Exercise: Among the entries below, count each line holding the word "statue". Write only the number.

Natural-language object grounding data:
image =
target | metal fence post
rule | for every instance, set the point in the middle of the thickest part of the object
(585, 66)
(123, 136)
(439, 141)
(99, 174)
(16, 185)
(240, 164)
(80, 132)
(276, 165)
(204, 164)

--

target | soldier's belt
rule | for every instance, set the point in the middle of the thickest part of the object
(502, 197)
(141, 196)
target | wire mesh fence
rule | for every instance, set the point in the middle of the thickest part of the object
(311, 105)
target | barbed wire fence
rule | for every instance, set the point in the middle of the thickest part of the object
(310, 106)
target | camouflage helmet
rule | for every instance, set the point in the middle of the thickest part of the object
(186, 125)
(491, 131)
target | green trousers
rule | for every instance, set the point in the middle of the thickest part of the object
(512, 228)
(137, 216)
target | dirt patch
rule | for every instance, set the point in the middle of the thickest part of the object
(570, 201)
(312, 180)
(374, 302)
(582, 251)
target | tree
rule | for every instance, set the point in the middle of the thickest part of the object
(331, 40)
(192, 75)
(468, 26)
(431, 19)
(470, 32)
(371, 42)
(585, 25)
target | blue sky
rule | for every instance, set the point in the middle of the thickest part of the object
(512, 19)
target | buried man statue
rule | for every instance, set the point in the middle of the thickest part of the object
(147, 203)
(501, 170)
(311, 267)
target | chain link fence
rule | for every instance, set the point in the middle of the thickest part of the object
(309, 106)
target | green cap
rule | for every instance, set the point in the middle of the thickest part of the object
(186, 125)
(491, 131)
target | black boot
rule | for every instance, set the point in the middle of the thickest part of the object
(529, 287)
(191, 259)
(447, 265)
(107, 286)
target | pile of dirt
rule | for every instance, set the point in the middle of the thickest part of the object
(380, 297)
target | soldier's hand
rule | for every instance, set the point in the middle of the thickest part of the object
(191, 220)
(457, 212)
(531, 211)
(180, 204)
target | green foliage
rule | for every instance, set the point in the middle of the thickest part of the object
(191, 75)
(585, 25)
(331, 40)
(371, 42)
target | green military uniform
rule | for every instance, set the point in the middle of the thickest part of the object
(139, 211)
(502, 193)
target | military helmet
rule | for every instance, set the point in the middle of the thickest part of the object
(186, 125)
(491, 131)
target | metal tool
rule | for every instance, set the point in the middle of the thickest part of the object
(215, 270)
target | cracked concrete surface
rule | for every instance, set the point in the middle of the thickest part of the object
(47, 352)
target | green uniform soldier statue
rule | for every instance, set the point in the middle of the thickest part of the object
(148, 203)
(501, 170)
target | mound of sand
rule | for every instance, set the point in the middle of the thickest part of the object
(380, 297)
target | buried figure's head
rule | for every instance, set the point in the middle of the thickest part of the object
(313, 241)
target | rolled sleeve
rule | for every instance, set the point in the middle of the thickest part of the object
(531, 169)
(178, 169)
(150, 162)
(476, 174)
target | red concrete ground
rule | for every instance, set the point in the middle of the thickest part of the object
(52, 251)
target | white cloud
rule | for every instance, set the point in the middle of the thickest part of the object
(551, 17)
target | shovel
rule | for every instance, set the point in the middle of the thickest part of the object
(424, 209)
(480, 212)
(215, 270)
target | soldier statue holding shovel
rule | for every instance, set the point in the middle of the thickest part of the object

Result for this task: 3